> **Exercise aim**: Your reply should hold only the lines from the records below where "wooden" occurs.

===== Data shown

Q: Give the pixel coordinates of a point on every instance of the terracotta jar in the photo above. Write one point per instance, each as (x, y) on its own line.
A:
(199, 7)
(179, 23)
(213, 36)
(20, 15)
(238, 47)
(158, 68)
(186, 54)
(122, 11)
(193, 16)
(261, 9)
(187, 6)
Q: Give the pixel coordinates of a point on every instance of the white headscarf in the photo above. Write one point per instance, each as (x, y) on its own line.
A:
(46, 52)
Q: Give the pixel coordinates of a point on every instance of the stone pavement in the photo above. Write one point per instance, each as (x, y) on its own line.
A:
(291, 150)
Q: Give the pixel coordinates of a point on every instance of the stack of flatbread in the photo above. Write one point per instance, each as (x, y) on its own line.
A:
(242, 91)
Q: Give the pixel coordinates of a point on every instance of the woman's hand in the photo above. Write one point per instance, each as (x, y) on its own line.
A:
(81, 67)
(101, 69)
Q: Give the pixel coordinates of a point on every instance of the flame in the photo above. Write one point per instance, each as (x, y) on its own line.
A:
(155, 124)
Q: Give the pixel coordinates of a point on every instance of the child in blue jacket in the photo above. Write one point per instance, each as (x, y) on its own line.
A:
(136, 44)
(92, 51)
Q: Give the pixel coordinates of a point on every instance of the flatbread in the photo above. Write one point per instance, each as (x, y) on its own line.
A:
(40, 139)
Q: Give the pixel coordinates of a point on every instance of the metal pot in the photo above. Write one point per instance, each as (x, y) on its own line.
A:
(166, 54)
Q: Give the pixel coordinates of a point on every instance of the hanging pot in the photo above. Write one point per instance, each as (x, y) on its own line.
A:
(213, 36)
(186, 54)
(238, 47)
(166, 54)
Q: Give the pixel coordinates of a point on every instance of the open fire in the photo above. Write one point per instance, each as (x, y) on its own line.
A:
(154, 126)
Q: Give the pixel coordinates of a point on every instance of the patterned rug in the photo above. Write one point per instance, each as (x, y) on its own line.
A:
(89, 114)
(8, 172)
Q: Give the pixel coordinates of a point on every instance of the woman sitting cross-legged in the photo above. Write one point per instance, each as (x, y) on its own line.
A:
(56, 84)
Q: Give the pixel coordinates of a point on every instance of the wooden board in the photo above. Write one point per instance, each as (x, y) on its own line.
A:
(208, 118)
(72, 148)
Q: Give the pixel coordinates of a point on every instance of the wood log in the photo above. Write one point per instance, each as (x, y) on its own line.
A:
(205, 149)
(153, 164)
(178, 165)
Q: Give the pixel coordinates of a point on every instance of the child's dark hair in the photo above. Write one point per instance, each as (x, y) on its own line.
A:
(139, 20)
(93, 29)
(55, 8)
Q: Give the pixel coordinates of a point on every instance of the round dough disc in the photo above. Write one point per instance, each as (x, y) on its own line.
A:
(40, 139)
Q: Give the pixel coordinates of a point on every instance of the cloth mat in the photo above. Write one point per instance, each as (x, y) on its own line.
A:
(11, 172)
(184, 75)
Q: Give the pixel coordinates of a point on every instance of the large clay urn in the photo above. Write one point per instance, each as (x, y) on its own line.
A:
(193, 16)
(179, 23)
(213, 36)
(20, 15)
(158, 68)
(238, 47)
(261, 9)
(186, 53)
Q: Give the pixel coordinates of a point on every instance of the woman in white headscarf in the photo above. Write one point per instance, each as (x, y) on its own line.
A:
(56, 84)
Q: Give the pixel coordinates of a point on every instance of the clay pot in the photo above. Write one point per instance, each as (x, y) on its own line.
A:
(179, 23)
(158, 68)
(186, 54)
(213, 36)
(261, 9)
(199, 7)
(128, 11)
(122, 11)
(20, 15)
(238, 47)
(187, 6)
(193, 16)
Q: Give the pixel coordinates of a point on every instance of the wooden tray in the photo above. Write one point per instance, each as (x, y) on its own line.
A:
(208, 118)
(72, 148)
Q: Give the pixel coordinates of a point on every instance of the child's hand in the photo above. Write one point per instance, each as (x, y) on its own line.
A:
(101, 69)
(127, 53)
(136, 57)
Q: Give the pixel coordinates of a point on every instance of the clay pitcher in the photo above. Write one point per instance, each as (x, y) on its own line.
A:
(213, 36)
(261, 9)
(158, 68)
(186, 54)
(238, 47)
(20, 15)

==========

> **Task answer**:
Q: Give the pixel coordinates of a point on every instance of the wooden board in the photo above. Write one point per instance, each as (x, y) on its own line.
Q: Give the pixel coordinates of a point on every instance of the wooden tray in the photo above. Write one point per instance, each as (x, y) on its own line.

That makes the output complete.